Exercise details: Copy out all of the records below, swapping "report the position" for "give the coordinates" wherever it occurs and leaving every other word as it is.

Data entries:

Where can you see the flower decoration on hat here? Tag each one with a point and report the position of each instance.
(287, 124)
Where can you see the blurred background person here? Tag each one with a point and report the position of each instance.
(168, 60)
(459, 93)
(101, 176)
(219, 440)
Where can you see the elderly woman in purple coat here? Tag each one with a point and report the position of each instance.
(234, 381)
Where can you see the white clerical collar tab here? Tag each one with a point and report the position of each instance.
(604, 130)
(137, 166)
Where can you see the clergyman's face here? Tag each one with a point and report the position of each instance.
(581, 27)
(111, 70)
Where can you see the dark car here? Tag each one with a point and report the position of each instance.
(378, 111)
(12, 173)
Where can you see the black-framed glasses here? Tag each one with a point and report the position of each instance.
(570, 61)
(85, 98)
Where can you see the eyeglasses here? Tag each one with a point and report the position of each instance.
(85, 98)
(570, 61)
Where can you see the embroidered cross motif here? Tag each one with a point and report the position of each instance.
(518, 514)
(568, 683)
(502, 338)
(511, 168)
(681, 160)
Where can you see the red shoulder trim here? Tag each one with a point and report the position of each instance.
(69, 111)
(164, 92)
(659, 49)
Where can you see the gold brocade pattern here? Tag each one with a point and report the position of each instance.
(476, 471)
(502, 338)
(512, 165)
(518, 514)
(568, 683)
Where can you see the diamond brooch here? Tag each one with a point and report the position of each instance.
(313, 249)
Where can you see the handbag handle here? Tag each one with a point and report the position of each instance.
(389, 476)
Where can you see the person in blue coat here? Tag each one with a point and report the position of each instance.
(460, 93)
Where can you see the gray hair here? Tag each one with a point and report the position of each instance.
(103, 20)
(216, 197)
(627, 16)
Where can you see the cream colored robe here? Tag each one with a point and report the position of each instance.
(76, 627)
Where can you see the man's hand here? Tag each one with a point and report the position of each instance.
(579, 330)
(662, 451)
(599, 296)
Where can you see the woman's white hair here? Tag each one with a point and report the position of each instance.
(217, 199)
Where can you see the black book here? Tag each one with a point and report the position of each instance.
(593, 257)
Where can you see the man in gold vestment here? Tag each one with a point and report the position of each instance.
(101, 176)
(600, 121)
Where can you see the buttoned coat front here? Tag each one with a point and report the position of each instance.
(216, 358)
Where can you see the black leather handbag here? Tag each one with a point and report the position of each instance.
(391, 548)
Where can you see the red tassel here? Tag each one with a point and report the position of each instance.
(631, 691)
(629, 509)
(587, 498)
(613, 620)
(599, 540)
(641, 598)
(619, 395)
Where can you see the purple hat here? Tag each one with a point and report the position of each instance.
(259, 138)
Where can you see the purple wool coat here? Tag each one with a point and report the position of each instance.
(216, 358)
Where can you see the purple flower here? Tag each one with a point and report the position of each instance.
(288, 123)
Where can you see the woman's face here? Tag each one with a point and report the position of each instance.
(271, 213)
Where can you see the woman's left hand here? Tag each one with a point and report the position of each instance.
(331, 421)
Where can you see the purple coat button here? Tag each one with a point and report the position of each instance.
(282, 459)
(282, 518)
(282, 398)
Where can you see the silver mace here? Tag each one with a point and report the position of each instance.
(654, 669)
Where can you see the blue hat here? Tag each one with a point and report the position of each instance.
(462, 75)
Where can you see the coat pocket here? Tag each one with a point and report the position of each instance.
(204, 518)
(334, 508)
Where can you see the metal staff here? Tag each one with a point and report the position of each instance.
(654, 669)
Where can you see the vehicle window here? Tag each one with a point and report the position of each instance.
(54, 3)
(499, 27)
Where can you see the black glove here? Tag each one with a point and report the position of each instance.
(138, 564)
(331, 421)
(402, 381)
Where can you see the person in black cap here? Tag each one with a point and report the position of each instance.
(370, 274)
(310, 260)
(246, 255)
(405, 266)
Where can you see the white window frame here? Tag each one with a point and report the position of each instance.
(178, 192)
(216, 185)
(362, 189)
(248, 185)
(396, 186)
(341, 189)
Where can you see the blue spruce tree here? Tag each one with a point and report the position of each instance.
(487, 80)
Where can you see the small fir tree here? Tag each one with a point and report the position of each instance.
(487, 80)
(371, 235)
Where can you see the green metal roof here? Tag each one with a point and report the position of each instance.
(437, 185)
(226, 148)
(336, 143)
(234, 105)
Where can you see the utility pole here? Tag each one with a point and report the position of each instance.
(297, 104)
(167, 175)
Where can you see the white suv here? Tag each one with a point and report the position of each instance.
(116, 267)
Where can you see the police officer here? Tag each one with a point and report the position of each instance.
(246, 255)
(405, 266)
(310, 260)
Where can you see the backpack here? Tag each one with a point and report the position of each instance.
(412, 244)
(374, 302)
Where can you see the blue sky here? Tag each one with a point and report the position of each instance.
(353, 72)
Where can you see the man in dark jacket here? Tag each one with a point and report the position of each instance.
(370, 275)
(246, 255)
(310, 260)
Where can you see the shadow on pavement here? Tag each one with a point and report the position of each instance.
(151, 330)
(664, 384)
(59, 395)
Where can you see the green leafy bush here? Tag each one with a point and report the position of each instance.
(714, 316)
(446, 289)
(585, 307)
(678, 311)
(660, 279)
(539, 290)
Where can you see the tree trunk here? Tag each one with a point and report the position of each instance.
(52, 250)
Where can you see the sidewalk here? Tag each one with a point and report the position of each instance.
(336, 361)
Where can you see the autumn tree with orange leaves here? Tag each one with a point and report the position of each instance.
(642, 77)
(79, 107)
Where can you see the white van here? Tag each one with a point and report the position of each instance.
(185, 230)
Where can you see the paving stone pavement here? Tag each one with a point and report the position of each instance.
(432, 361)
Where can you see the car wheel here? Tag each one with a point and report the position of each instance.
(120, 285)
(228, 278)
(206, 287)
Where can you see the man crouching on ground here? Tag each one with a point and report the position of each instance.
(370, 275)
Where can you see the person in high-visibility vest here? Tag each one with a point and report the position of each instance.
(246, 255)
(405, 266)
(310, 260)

Result below:
Where can you see the flower decoration on hat here? Tag each one with a point and give the coordinates of each instance.
(287, 124)
Where can you see the blurred background person here? Tag each one with a point and give the coordinates of each instance.
(168, 60)
(459, 93)
(101, 176)
(219, 440)
Where can you see the elderly woman in purple coat here? Tag each one with a point and give the coordinates of each instance.
(234, 381)
Where can you see the white clerical collar tab here? Tag each one with a point and give the coordinates of each instance.
(604, 130)
(137, 166)
Where can you see the clergyman's face here? Tag each one with a point and give the coordinates of each instance.
(581, 27)
(111, 70)
Where can you see the dark car here? Tag each one with a point and give the coordinates of each instance.
(378, 111)
(12, 173)
Where can you see the black-framed glasses here? Tag each one with a point and give the coordinates of each instance.
(570, 61)
(85, 98)
Where can you see the eyeglasses here? Tag each one with a point and give the coordinates of each instance.
(85, 98)
(570, 61)
Where can you see the embroidered cross motif here? Tag each one with a point and give the coordinates of each instance.
(518, 514)
(568, 683)
(502, 338)
(511, 168)
(681, 160)
Where can you see the red shoulder trim here? Tag each one with a point and give the coordinates of each instance.
(69, 111)
(164, 92)
(659, 49)
Where can you see the gold brocade pattern here? Tag each one with a point and give the coordinates of each instance.
(476, 471)
(502, 338)
(512, 165)
(518, 514)
(568, 683)
Where can you see the diamond brooch here? Tag each one with a point and give the coordinates of each instance.
(313, 249)
Where can you see the handbag handle here? Tag each one with a point and give the coordinates of each instance.
(389, 476)
Where can you see the person in blue coat here? Tag each one with a point and give the coordinates of each instance.
(460, 93)
Where can you see the gray hair here? Tag each one with a point and give the coordinates of each instance.
(103, 20)
(216, 197)
(627, 16)
Where can you see the cream colored robe here? Tag each one with a point and give the coordinates of each instance.
(76, 627)
Where can you see the man's hand here? Tag each one with a point and give the coordinates of each instance.
(579, 330)
(662, 451)
(599, 296)
Where can you see the woman's white hair here? Tag each one with a point and give the coordinates of each instance.
(217, 199)
Where can you see the black book here? Tag each one with a point and give the coordinates of each instance.
(593, 257)
Where can you see the man in gold vestment here? Tag each one with a point and give the coordinates of each instance.
(101, 176)
(600, 121)
Where can you see the buttoned coat front here? Tag each one with a point and give the coordinates of each instance.
(216, 358)
Where can you see the black leather handbag here? Tag each one with a point and give the coordinates of each instance.
(391, 548)
Where can you see the red tassel here? Tag each one with a point and give the coordinates of each instance.
(631, 691)
(629, 509)
(587, 498)
(613, 620)
(599, 540)
(641, 598)
(619, 395)
Where can you see the purple hat here? Tag each one with a point and give the coordinates of each instance.
(259, 138)
Where can you see the purple wool coat here? Tag each one with a point and give the coordinates of each instance.
(216, 358)
Where can you see the purple flower here? Tag each one with a point and give the coordinates of each instance.
(288, 123)
Where can you see the woman's face here? Tag each one with a point and give the coordinates of each instance.
(271, 213)
Where can you see the woman's left hand here? Tag each one with a point and give the coordinates of each instance.
(331, 421)
Where can you see the purple coat button here? Tag each one with a point and give the coordinates of each instance.
(282, 459)
(282, 518)
(282, 398)
Where can you see the silver mace here? Tag each one with a point and give the coordinates of each instance.
(654, 669)
Where can you see the blue hat here? Tag each one with a point and give the coordinates of each instance.
(462, 75)
Where can you see the coat pocket here? Tag each one with a point and give the coordinates of each instance.
(204, 518)
(334, 508)
Where can you see the metal staff here? Tag each one with a point and give the coordinates of each instance.
(654, 669)
Where can you see the vehicle window here? Tag each one with a point and give the coordinates of each instance.
(54, 3)
(499, 27)
Where can you see the black glove here? Tag each one with a point and give the coordinates of each instance.
(138, 564)
(331, 421)
(402, 381)
Where can you see the person in black cap here? Tag each one with a point and give the coordinates of each instance.
(370, 274)
(310, 260)
(246, 255)
(405, 266)
Where can you see the white window frame here? Tag each one with a point and give the coordinates of each instance.
(178, 192)
(216, 185)
(362, 189)
(248, 185)
(396, 186)
(341, 189)
Where can you see the blue spruce tree here? Tag each one with a point and give the coordinates of each instance.
(487, 80)
Where can you see the small fir tree here? Tag each one with a point and give the coordinates of each instance.
(487, 80)
(371, 235)
Where can you see the green metal roof here? Tag each one with a point and give the coordinates of each instance.
(437, 185)
(226, 148)
(336, 143)
(234, 105)
Where can you see the utility pole here? Tag each one with a point and give the coordinates of each instance.
(297, 104)
(167, 175)
Where can you see the white suv here? Tag each one with a point and give the coordinates of each instance.
(116, 267)
Where can you see the police officer here? Tag each one with a point and give the coordinates of each instance.
(246, 255)
(405, 266)
(310, 260)
Where can you see the backpack here? Tag each one with a point and give the coordinates of each instance.
(412, 244)
(374, 302)
Where can you see the blue sky here? Tag each one with a point and give the coordinates of each instance.
(353, 72)
Where can you see the man in dark jacket here? Tag each one with a point and give the coordinates of each instance.
(370, 275)
(246, 255)
(310, 260)
Where can you see the shadow on pavement here? Tag each one with a point and give the coordinates of each instance.
(151, 330)
(664, 384)
(59, 395)
Where can you see the green leafy bush here? Tag each one with a point and give the coordinates of each instance.
(714, 316)
(446, 289)
(585, 307)
(678, 311)
(660, 279)
(539, 290)
Where can you see the tree trunk here? Tag each one with a point and give the coordinates of each instance.
(52, 250)
Where can you see the sidewalk here? Tag each one with a point and give the coordinates of each instance.
(336, 361)
Where can you see the autumn tree with orange leaves here? Tag each one with a point and give the coordinates of each instance.
(642, 77)
(79, 107)
Where can you see the white van here? Tag each one with a point and give the coordinates of each instance.
(185, 230)
Where can you see the paving stone pavement here? Tag each one with a point and give the coordinates of each instance.
(432, 361)
Where can you see the car wheel here? Tag each one with a point and give the coordinates of each instance.
(120, 285)
(228, 278)
(206, 287)
Where can you see the man crouching on ground here? Tag each one with a point and give the coordinates of each instance.
(370, 275)
Where can you see the person in high-visibility vest here? Tag each one with a point and give the coordinates of each instance.
(246, 255)
(405, 266)
(310, 260)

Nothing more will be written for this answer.